DATA FOR THIS TASK:

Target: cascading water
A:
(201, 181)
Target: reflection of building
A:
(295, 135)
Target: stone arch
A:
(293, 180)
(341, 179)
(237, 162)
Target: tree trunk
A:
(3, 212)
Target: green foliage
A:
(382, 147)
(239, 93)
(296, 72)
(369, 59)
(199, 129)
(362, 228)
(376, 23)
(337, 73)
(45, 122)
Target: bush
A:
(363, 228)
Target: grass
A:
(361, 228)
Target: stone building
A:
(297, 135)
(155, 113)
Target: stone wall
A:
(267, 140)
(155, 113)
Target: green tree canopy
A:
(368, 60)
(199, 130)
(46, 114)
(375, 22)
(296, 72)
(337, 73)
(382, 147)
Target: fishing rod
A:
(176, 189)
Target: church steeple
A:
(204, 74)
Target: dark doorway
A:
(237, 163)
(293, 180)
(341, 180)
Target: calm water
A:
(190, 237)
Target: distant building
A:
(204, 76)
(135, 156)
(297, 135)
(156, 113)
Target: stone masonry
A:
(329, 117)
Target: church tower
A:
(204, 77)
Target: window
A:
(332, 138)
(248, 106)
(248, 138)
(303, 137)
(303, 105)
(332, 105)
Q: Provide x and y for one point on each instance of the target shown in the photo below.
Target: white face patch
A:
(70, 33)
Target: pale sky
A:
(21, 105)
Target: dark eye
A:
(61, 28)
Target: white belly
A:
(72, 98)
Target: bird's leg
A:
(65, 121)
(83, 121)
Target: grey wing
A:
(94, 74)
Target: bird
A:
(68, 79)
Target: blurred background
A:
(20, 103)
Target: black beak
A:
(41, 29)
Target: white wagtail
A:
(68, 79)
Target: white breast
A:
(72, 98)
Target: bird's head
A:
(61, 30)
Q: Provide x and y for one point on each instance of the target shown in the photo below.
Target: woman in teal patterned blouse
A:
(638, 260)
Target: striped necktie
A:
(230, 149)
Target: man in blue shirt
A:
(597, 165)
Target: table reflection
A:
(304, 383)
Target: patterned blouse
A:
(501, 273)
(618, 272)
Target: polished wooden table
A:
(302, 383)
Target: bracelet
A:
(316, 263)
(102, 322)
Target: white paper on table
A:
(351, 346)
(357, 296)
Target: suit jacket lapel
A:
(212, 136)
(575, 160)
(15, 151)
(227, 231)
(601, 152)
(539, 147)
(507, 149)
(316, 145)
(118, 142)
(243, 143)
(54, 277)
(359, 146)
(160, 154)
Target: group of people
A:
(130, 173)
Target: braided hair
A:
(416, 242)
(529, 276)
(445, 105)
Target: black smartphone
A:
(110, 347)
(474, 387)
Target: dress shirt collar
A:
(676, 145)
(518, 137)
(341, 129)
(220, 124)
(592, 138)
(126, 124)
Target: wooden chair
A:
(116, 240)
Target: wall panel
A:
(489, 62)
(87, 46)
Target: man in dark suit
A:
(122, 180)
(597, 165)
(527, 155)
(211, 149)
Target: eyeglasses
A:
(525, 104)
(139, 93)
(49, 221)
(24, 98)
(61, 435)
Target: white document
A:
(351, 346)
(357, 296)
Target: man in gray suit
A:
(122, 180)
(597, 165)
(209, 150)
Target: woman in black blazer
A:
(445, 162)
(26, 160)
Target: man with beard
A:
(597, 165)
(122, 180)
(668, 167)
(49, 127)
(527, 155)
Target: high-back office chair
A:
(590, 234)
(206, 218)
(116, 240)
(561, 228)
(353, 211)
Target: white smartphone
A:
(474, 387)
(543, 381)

WHAT THIS TASK INVOLVES:
Restate the whole listing exactly.

THE COMPLETED TASK:
Target: cascading water
A:
(201, 181)
Target: reflection of building
A:
(295, 135)
Target: stone arch
A:
(293, 180)
(341, 179)
(237, 162)
Target: tree trunk
A:
(3, 212)
Target: green foliage
A:
(382, 147)
(239, 93)
(296, 72)
(369, 59)
(199, 129)
(362, 228)
(376, 23)
(337, 73)
(45, 122)
Target: bush
A:
(363, 228)
Target: grass
A:
(361, 228)
Target: stone building
A:
(297, 135)
(155, 113)
Target: stone wall
A:
(267, 140)
(155, 113)
Target: green tree canopy
A:
(368, 60)
(199, 130)
(46, 114)
(375, 22)
(296, 72)
(337, 73)
(382, 147)
Target: fishing rod
A:
(176, 189)
Target: church steeple
A:
(204, 74)
Target: dark doorway
A:
(237, 163)
(293, 180)
(341, 180)
Target: calm water
A:
(190, 237)
Target: distant building
A:
(204, 76)
(135, 156)
(297, 135)
(156, 113)
Target: stone masonry
A:
(329, 117)
Target: church tower
A:
(204, 77)
Target: window
A:
(332, 138)
(248, 106)
(248, 138)
(303, 137)
(303, 105)
(332, 105)
Q: Provide x and y for one point on each instance of the target shown in the photo below.
Target: white face patch
A:
(70, 33)
Target: pale sky
A:
(21, 105)
Target: dark eye
A:
(61, 28)
Target: white belly
A:
(72, 98)
Target: bird's leg
A:
(65, 121)
(83, 121)
Target: grey wing
A:
(94, 74)
Target: bird
A:
(68, 79)
Target: blurred background
A:
(20, 103)
Target: black beak
A:
(41, 29)
Target: white wagtail
A:
(68, 79)
Target: white breast
A:
(72, 98)
Target: bird's head
A:
(61, 30)
Q: Provide x and y for one point on each instance of the target shown in the photo below.
Target: woman in teal patterned blouse
A:
(638, 260)
Target: striped necktie
A:
(230, 149)
Target: man in blue shirt
A:
(597, 165)
Target: table reflection
A:
(304, 383)
Target: patterned blouse
A:
(501, 273)
(618, 272)
Target: polished wooden table
A:
(302, 383)
Target: bracelet
A:
(316, 263)
(102, 322)
Target: white paper on table
A:
(351, 346)
(357, 296)
Target: suit jacket lapel
A:
(212, 136)
(575, 160)
(15, 151)
(227, 231)
(601, 152)
(539, 147)
(507, 149)
(316, 145)
(118, 142)
(243, 143)
(54, 277)
(359, 146)
(160, 154)
Target: group of people
A:
(130, 173)
Target: braided hair
A:
(416, 242)
(529, 276)
(445, 105)
Target: black smartphone
A:
(110, 347)
(474, 387)
Target: dress shirt collar
A:
(676, 145)
(518, 137)
(341, 129)
(220, 124)
(592, 138)
(126, 124)
Target: wooden chair
A:
(116, 240)
Target: wall panel
A:
(489, 62)
(87, 46)
Target: man in dark suit
A:
(122, 180)
(597, 165)
(527, 155)
(211, 149)
Target: eyeglasses
A:
(525, 104)
(139, 93)
(49, 221)
(24, 98)
(61, 435)
Target: white document
A:
(351, 346)
(357, 296)
Target: man in gray suit
A:
(122, 180)
(597, 165)
(209, 150)
Target: woman in black blazer
A:
(445, 162)
(26, 160)
Target: man with beard
A:
(597, 165)
(122, 180)
(668, 167)
(49, 127)
(527, 155)
Target: high-back office chair
A:
(590, 234)
(206, 218)
(116, 240)
(561, 228)
(353, 211)
Target: white smartphone
A:
(474, 387)
(543, 381)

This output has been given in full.